(Items from a dataset)
========================================================================
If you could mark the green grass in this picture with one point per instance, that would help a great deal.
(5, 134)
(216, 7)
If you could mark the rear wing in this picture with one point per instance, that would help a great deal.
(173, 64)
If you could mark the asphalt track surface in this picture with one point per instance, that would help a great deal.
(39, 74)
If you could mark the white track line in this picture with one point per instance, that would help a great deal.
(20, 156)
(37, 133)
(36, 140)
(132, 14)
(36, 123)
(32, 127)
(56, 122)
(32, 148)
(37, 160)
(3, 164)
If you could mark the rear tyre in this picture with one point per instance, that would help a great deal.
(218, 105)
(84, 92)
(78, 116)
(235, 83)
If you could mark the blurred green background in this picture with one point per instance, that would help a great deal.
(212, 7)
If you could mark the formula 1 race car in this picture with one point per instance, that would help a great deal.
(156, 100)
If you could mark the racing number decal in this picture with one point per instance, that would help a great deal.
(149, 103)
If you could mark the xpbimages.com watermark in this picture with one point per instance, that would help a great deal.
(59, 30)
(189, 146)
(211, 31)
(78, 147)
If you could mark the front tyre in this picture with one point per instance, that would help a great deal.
========================================================================
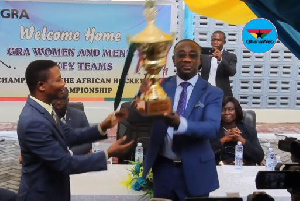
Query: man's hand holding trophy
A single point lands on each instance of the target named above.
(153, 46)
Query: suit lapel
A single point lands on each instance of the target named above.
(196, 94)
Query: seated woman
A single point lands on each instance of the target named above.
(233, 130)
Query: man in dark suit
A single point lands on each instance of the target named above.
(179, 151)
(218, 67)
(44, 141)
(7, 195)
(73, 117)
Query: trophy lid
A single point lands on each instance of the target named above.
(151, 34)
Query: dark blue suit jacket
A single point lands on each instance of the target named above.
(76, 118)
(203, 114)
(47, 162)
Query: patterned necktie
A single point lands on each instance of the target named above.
========================================================================
Exercise requirements:
The answer must consist of each line in the entries above that includes "dark".

Exercise solution:
Query: man in dark suit
Query: dark blue suit jacket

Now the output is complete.